_Data records:_
——

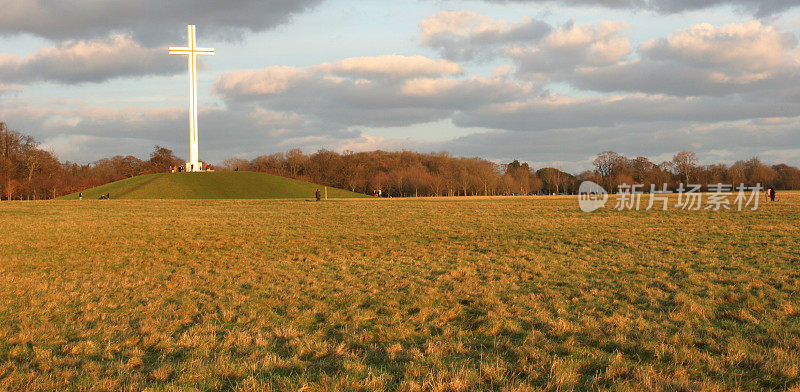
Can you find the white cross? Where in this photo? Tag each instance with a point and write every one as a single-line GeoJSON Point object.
{"type": "Point", "coordinates": [192, 51]}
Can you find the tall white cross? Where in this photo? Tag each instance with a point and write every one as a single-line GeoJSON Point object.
{"type": "Point", "coordinates": [192, 51]}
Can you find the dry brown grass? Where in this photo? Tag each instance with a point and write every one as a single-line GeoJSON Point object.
{"type": "Point", "coordinates": [506, 294]}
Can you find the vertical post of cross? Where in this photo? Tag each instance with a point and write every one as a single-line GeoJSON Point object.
{"type": "Point", "coordinates": [191, 50]}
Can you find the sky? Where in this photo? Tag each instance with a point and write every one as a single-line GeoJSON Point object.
{"type": "Point", "coordinates": [550, 82]}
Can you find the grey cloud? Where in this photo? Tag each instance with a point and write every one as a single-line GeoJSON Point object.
{"type": "Point", "coordinates": [88, 61]}
{"type": "Point", "coordinates": [362, 102]}
{"type": "Point", "coordinates": [466, 35]}
{"type": "Point", "coordinates": [573, 149]}
{"type": "Point", "coordinates": [704, 60]}
{"type": "Point", "coordinates": [759, 7]}
{"type": "Point", "coordinates": [546, 114]}
{"type": "Point", "coordinates": [150, 21]}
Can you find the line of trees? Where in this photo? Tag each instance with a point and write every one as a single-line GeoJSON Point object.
{"type": "Point", "coordinates": [613, 169]}
{"type": "Point", "coordinates": [407, 173]}
{"type": "Point", "coordinates": [30, 172]}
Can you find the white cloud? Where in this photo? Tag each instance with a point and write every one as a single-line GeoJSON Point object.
{"type": "Point", "coordinates": [367, 94]}
{"type": "Point", "coordinates": [705, 60]}
{"type": "Point", "coordinates": [391, 66]}
{"type": "Point", "coordinates": [759, 7]}
{"type": "Point", "coordinates": [88, 61]}
{"type": "Point", "coordinates": [465, 35]}
{"type": "Point", "coordinates": [150, 21]}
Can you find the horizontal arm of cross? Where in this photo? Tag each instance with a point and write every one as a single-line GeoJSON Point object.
{"type": "Point", "coordinates": [185, 50]}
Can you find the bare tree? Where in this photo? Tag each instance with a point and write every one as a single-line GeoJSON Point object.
{"type": "Point", "coordinates": [684, 163]}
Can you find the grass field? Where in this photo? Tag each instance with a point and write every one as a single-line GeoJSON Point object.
{"type": "Point", "coordinates": [210, 185]}
{"type": "Point", "coordinates": [505, 294]}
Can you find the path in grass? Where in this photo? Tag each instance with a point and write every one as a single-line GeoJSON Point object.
{"type": "Point", "coordinates": [458, 294]}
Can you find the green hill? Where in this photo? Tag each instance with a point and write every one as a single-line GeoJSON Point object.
{"type": "Point", "coordinates": [211, 185]}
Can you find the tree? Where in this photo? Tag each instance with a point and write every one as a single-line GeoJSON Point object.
{"type": "Point", "coordinates": [609, 164]}
{"type": "Point", "coordinates": [684, 163]}
{"type": "Point", "coordinates": [161, 159]}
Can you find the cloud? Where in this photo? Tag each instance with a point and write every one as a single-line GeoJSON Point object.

——

_Assigned task:_
Make an exact copy of every line from the one with "Can you find the grass" to the end of the data, with the first and last of those lines included.

_Completed task:_
Can you find the grass field? Where in this photo? Tag each instance with a point and write every one as a single-line GeoJSON Point object.
{"type": "Point", "coordinates": [210, 185]}
{"type": "Point", "coordinates": [505, 294]}
Can you find the path in grass? Where in this photo? Tag each instance with a point and write every one as a single-line GeoJSON Point object.
{"type": "Point", "coordinates": [458, 294]}
Can you find the green hill? Where in this photo? Tag each instance with a point and write every one as a single-line GeoJSON Point object.
{"type": "Point", "coordinates": [211, 185]}
Can you find the tree? Where in this photo? Tag each instance with a point and write every one as a single-line GeoJSON Point object.
{"type": "Point", "coordinates": [609, 164]}
{"type": "Point", "coordinates": [684, 163]}
{"type": "Point", "coordinates": [161, 159]}
Can you find the cloud? Where in this photo? Tag each instance with a point and write every one as a single-line GeoJSON Point object.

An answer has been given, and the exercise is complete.